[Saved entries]
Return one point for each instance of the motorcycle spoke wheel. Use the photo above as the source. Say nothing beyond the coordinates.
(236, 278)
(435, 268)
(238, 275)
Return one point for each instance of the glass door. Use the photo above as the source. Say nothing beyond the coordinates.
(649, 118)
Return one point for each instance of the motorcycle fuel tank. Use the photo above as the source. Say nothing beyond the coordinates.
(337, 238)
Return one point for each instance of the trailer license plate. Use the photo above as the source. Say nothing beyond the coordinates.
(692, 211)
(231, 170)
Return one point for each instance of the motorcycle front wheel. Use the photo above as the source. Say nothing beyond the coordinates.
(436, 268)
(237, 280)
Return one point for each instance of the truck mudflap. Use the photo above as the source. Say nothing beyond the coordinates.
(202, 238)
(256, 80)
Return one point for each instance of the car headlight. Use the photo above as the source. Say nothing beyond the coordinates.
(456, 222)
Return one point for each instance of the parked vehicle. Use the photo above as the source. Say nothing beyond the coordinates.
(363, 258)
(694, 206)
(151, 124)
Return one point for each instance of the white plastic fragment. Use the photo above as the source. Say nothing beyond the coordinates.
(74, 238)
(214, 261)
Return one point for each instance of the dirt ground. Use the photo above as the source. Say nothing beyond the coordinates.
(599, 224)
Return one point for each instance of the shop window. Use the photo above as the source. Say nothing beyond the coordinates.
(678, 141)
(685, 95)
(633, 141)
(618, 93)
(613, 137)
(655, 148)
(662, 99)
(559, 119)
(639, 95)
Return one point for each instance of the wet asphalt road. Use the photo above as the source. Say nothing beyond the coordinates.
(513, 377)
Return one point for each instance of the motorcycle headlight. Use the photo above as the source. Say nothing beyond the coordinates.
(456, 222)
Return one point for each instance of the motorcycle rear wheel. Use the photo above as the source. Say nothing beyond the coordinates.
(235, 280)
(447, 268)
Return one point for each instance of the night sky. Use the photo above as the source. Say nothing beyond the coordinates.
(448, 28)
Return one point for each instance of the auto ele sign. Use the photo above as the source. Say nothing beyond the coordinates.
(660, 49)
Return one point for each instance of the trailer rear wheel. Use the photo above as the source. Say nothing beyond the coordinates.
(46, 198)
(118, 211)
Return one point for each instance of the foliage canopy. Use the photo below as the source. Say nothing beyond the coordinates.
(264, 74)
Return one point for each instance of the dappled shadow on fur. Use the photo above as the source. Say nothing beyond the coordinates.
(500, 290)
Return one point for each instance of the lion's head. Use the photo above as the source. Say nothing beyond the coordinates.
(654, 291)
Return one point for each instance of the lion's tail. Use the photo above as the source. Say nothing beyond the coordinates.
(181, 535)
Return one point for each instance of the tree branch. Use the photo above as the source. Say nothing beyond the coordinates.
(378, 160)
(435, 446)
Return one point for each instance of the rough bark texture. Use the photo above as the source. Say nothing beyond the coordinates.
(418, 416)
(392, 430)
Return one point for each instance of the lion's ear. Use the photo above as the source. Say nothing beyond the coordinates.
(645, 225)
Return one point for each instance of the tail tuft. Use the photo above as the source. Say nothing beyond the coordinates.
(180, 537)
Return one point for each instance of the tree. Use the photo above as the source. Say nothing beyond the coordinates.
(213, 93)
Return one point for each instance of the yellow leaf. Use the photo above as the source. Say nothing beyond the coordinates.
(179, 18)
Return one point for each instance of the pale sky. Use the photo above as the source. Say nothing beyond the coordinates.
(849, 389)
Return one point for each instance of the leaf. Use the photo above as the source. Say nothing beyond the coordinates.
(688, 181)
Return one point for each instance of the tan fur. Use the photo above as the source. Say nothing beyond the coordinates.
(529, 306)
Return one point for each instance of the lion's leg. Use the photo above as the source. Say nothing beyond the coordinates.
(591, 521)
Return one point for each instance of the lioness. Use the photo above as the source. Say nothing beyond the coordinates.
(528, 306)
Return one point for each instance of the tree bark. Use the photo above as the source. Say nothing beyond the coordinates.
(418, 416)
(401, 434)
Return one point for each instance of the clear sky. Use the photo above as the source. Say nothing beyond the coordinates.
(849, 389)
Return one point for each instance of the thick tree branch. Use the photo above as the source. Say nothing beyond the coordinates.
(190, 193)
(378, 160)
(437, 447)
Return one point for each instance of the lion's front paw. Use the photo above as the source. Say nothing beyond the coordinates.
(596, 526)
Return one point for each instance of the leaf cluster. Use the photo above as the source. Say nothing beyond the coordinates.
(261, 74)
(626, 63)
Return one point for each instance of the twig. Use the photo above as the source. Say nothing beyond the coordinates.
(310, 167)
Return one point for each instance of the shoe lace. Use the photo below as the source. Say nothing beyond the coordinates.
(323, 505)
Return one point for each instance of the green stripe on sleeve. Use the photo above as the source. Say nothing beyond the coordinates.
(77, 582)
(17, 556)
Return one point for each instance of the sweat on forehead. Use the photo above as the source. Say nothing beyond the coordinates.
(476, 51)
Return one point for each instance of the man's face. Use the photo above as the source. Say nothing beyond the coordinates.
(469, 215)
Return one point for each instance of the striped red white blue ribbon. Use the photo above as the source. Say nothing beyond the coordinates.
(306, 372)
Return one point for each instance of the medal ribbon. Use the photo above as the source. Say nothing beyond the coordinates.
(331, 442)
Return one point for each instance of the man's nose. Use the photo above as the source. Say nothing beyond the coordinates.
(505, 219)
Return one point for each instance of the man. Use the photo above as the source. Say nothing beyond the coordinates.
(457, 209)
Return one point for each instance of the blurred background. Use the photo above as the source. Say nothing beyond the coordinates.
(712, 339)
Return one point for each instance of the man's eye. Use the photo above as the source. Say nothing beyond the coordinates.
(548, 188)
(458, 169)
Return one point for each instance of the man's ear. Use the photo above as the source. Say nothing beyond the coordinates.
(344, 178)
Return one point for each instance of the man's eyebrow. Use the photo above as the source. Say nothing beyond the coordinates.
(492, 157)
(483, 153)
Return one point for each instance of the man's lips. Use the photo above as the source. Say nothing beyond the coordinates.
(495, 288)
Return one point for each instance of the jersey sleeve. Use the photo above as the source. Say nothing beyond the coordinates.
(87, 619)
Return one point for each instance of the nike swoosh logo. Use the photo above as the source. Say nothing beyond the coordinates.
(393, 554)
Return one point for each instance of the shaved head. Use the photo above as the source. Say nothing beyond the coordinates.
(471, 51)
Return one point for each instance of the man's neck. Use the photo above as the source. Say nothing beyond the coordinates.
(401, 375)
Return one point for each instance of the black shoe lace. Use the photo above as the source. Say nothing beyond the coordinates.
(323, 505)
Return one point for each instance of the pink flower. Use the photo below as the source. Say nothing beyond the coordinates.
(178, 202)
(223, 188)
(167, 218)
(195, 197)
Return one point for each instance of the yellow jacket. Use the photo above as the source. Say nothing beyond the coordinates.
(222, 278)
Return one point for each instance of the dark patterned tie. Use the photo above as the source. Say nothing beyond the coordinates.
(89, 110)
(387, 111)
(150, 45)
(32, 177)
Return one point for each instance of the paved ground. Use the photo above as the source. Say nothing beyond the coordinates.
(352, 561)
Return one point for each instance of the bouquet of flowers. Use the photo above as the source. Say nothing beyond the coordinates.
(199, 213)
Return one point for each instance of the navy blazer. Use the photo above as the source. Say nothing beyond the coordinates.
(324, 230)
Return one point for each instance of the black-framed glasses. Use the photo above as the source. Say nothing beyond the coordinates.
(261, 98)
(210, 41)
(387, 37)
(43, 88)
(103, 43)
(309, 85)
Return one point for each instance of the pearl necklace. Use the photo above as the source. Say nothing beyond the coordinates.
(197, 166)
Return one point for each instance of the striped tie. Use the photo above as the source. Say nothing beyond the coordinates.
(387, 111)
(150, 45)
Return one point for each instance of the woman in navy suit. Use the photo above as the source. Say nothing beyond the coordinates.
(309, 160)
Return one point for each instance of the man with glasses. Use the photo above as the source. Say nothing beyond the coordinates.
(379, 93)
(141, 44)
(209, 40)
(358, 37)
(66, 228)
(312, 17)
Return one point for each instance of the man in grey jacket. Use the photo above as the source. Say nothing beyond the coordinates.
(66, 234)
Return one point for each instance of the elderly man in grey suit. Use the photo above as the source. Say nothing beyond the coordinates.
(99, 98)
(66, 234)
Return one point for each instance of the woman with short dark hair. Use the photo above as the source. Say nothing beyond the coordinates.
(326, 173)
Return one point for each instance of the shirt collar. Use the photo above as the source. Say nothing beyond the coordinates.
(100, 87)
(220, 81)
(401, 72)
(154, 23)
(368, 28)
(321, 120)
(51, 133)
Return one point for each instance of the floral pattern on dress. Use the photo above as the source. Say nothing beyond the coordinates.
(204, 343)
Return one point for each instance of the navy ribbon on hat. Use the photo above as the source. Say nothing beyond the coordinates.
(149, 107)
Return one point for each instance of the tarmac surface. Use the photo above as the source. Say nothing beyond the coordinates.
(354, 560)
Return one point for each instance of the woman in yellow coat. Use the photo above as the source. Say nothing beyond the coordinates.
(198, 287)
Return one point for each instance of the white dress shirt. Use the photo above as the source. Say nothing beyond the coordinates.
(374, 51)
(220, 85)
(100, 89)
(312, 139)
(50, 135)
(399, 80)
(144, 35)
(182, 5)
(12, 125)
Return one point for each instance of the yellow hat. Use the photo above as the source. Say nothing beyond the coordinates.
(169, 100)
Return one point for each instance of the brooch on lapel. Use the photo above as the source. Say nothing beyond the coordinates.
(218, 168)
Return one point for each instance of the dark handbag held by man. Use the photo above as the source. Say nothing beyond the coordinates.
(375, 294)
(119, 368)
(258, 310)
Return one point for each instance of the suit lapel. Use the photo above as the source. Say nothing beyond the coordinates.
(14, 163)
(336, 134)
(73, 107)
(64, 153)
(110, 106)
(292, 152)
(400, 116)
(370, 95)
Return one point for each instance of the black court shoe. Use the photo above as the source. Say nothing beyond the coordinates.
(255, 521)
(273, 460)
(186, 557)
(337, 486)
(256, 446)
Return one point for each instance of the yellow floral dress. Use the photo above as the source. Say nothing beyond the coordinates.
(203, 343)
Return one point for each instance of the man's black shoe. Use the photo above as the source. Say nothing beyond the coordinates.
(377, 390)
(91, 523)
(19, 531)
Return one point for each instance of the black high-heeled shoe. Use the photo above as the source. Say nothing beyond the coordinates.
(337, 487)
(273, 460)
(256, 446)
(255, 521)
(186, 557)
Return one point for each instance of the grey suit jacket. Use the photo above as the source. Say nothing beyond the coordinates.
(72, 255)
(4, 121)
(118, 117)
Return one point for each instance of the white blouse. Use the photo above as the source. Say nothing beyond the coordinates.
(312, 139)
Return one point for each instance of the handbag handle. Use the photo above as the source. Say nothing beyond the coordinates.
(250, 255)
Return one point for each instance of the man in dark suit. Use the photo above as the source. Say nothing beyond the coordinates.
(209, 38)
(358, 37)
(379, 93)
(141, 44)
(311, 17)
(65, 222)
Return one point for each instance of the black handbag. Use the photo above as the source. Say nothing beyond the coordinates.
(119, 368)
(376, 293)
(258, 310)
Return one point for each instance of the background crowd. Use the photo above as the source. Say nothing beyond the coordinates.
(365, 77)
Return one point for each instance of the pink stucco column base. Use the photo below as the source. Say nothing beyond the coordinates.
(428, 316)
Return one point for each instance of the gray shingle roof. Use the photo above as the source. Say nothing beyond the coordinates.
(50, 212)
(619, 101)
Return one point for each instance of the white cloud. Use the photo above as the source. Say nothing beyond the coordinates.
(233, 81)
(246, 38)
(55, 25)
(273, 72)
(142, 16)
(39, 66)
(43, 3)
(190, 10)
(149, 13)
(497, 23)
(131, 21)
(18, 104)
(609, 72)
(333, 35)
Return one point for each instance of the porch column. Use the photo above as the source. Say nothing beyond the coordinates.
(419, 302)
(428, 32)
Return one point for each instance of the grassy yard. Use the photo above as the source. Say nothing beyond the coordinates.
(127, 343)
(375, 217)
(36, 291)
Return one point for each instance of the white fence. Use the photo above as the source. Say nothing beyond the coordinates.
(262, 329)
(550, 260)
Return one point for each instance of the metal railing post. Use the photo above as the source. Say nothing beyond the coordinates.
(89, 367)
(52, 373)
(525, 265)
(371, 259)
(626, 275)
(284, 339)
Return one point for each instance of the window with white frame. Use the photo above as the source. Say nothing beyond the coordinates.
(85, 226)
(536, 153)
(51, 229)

Set task:
Set down, word for word, only the lines running from the line with "Return one point for each instance of the white cloud." to the last line of the listing above. Both of those lines belong in your answer.

Response below:
Return one point for each instance of the white cloud. Use the photo above as the source. Say nothing beyond the coordinates.
(233, 81)
(246, 38)
(55, 25)
(273, 72)
(142, 16)
(39, 66)
(43, 3)
(190, 10)
(149, 13)
(497, 23)
(131, 21)
(18, 104)
(609, 72)
(333, 35)
Return one point for each instance of the porch column. Use the photo above as the source. Say nothing beyond the coordinates.
(419, 302)
(428, 32)
Return one point for each instance of the grassy yard. Use the photo above as the source. Say nothing beyond the coordinates.
(127, 343)
(375, 217)
(36, 291)
Return one point for each instance of the white fence. Use the photo above as the source. Say nothing beyond the coordinates.
(262, 329)
(550, 260)
Return one point for each instance of the metal railing post. Use the photo above as the source. Say nothing beyond the coordinates.
(89, 367)
(52, 373)
(525, 265)
(371, 259)
(626, 275)
(284, 339)
Return one point for each instance of the window with white frame. Use the photo above as the source. Say nothing beyond the coordinates.
(85, 226)
(536, 153)
(51, 229)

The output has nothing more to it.